EXCERPTED PASSAGE:
'''
DS is 6 months and did pretty well w/the pull-off when I was consistent, but I had the same issue of falling asleep as well. What finally got things to change was when I went back to work recently and dh had to take care of his nightwakings. The first night was rough, ds cried in dh's arms for 30 minutes, after that, it was 15, 10...etc.

Its been a week and he can usually fall back asleep after dh gives him a bottle of EBM and rubs his chest. To be consistent, I decided to no longer nurse in bed lying down. Its really tough to pull myself up at night, but its really helped tremendously.

During the day I nurse him on the living room couch, and at night I sit up in bed with him. At naptimes I feed him on the couch, then bring him onto our bed, swaddle him, and close my eyes and lay w/him and rub his chest and he falls asleep between 2-5 minutes. Tonight I didn't even lay w/him, I just sat there and rubbed for a minute and left! Other times, he fusses for about 2 or 3 minutes while I lay there and rub him till asleep. The first few times he was crying and was upset for about 5 minutes, (but I was laying there and in contact the whole time, also I knew he was very well fed before laying him down, so hunger wasnt' a possibility). So, the first two days he was really mad a few times, otherwise, and since then he's great.
'''
Point labeling examples
'''
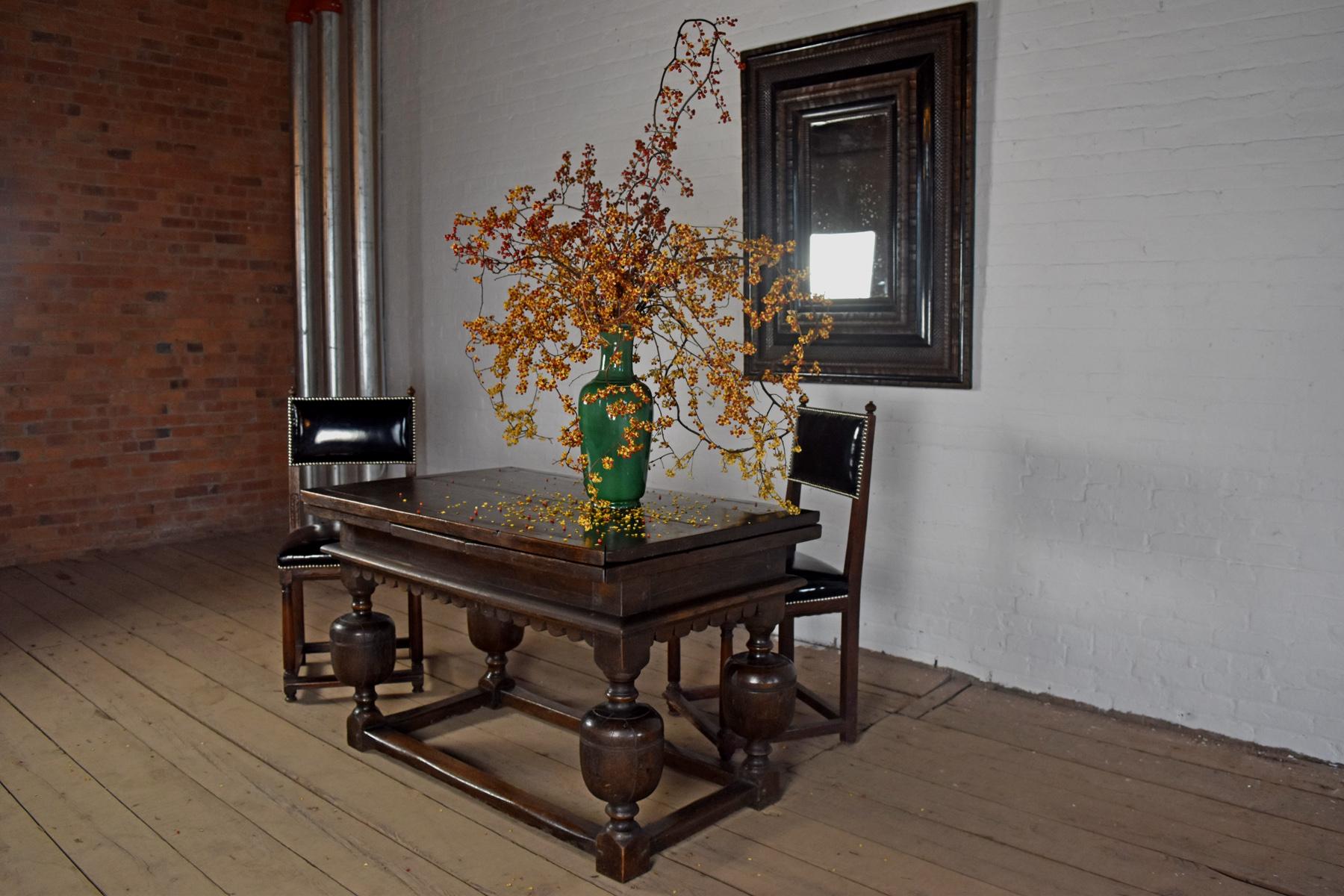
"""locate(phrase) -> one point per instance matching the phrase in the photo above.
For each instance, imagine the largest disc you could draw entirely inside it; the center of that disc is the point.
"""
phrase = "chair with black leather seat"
(332, 432)
(835, 454)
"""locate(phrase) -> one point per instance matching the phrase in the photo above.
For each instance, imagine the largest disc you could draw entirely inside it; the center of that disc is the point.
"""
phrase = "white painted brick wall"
(1142, 504)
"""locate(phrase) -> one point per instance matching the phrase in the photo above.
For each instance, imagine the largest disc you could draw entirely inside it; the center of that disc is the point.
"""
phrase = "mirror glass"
(847, 168)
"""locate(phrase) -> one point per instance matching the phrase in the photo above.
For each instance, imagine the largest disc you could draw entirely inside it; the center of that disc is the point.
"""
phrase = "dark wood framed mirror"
(859, 147)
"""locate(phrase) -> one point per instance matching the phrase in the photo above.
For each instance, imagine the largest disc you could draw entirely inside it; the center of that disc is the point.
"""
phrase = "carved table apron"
(620, 591)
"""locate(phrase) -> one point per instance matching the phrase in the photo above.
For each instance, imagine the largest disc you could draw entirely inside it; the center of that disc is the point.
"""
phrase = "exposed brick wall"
(1142, 503)
(146, 260)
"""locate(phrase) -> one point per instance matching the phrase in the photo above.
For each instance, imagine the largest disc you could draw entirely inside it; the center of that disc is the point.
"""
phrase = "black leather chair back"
(831, 450)
(351, 430)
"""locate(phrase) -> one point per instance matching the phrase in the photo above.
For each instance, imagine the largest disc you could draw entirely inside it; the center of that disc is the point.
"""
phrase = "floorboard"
(144, 747)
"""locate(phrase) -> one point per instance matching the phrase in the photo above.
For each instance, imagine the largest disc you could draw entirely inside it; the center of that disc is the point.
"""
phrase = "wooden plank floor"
(144, 747)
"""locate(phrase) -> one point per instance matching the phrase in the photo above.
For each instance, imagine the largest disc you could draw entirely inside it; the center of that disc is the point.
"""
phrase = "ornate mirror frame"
(867, 136)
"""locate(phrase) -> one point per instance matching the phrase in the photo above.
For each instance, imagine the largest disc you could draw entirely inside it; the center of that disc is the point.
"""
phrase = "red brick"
(148, 198)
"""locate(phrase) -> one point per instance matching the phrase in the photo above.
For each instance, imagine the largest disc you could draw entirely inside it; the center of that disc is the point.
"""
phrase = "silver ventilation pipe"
(369, 341)
(369, 344)
(334, 210)
(307, 373)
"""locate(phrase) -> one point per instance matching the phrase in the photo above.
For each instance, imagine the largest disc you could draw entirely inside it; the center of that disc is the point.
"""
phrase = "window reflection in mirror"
(848, 193)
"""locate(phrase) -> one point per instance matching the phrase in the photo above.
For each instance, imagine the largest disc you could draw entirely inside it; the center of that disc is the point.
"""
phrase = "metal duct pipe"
(307, 373)
(369, 341)
(334, 210)
(369, 344)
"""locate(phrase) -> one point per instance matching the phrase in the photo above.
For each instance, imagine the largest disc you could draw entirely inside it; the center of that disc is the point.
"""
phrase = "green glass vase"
(608, 403)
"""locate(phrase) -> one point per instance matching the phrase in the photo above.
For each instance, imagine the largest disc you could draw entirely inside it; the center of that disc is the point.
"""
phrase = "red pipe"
(300, 11)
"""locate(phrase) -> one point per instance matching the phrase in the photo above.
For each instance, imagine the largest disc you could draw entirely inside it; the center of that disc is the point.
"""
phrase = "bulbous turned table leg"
(759, 689)
(621, 759)
(363, 655)
(495, 638)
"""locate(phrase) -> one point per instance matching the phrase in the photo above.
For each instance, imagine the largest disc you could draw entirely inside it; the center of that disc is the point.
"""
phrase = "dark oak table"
'''
GOAL: Can you write out, word for word, the part of the parenting post above from "DS is 6 months" to "was 15, 10...etc."?

RESULT OF THE TASK:
DS is 6 months and did pretty well w/the pull-off when I was consistent, but I had the same issue of falling asleep as well. What finally got things to change was when I went back to work recently and dh had to take care of his nightwakings. The first night was rough, ds cried in dh's arms for 30 minutes, after that, it was 15, 10...etc.